▽
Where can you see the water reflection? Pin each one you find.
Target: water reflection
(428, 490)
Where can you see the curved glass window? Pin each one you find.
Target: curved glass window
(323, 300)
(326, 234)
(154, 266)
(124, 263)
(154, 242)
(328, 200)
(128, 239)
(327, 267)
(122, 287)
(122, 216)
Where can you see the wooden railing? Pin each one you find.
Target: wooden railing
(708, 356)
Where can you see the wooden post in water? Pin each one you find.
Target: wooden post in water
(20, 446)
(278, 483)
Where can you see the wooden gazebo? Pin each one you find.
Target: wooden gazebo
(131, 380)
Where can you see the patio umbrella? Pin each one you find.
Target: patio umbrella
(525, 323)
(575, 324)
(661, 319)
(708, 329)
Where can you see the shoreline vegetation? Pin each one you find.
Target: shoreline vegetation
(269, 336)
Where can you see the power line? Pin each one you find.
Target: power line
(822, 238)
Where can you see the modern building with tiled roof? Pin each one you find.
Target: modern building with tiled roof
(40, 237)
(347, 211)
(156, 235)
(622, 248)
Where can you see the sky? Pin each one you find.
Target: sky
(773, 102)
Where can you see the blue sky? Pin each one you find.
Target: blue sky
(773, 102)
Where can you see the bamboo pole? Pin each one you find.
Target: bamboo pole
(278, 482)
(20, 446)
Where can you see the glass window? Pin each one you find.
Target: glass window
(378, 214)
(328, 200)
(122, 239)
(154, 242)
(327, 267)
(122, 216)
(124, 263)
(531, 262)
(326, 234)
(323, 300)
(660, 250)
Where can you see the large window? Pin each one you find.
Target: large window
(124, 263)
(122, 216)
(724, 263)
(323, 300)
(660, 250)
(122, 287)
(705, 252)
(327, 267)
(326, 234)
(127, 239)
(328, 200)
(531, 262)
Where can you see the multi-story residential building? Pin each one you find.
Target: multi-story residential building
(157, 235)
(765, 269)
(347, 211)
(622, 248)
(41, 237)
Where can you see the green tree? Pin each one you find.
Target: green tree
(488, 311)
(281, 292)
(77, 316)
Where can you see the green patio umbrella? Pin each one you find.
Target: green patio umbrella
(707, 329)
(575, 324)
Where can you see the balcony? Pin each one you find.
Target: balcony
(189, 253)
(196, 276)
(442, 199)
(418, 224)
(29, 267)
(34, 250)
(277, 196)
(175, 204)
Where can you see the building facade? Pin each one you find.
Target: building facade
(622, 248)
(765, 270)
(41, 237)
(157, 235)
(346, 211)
△
= ACTIVITY =
Exactly as they appear above, the records are to be transcribed in full.

= SOLUTION FOR THIS TASK =
Where can you see the water reflection? Pin each one you find.
Target: water reflection
(428, 490)
Where can you see the curved glass window? Pin each one you find.
Target: curved glass window
(323, 300)
(326, 234)
(154, 266)
(124, 263)
(154, 242)
(328, 200)
(128, 239)
(327, 267)
(122, 287)
(122, 216)
Where can you see the wooden railing? Pin each one you find.
Target: wooden railing
(708, 356)
Where can you see the wooden post in water? Pin each one you find.
Target: wooden post in water
(20, 446)
(278, 483)
Where can you see the wooden gazebo? Pin each one you find.
Target: wooden gazebo
(131, 380)
Where can you see the patio umbrella? Pin each one you find.
Target: patio umbrella
(525, 323)
(575, 324)
(661, 319)
(708, 329)
Where can you see the shoreline vegetation? Pin each one you find.
Target: shoreline vegetation
(269, 336)
Where can you see the power line? Pin each one you find.
Target: power line
(822, 238)
Where can you see the modern building with tiled roof? Pin each one you find.
Target: modern building with tiled roof
(40, 237)
(347, 211)
(156, 235)
(622, 248)
Where can you see the sky? Pin each one you find.
Target: sky
(773, 102)
Where can you see the blue sky? Pin each one you find.
Target: blue sky
(773, 102)
Where can you see the bamboo pole? Pin each one you find.
Target: bamboo pole
(278, 482)
(20, 446)
Where can you see the glass window? Pin each one you find.
Target: glass window
(378, 214)
(328, 200)
(122, 239)
(154, 242)
(327, 267)
(122, 216)
(124, 263)
(531, 262)
(326, 234)
(323, 300)
(660, 250)
Where can you see the large window? Pin each one you find.
Target: large window
(124, 263)
(122, 216)
(724, 263)
(323, 300)
(660, 250)
(122, 287)
(705, 252)
(327, 267)
(326, 234)
(127, 239)
(328, 200)
(531, 262)
Where can you see the multi-story residential building? Pin each one you find.
Target: multi-story residential building
(157, 235)
(765, 269)
(347, 211)
(622, 248)
(41, 237)
Where can you see the green tree? Pin each one you find.
Target: green tree
(488, 311)
(281, 292)
(77, 316)
Where can you see the green patio umbrella? Pin each one you find.
Target: green patio umbrella
(707, 329)
(575, 324)
Where can you see the balcony? Pin each one you find.
Target: balcony
(189, 253)
(196, 276)
(442, 199)
(418, 224)
(29, 267)
(34, 250)
(277, 196)
(175, 204)
Where can you see the building facade? Pin each one you find.
Target: building facade
(622, 248)
(765, 270)
(41, 237)
(157, 235)
(346, 211)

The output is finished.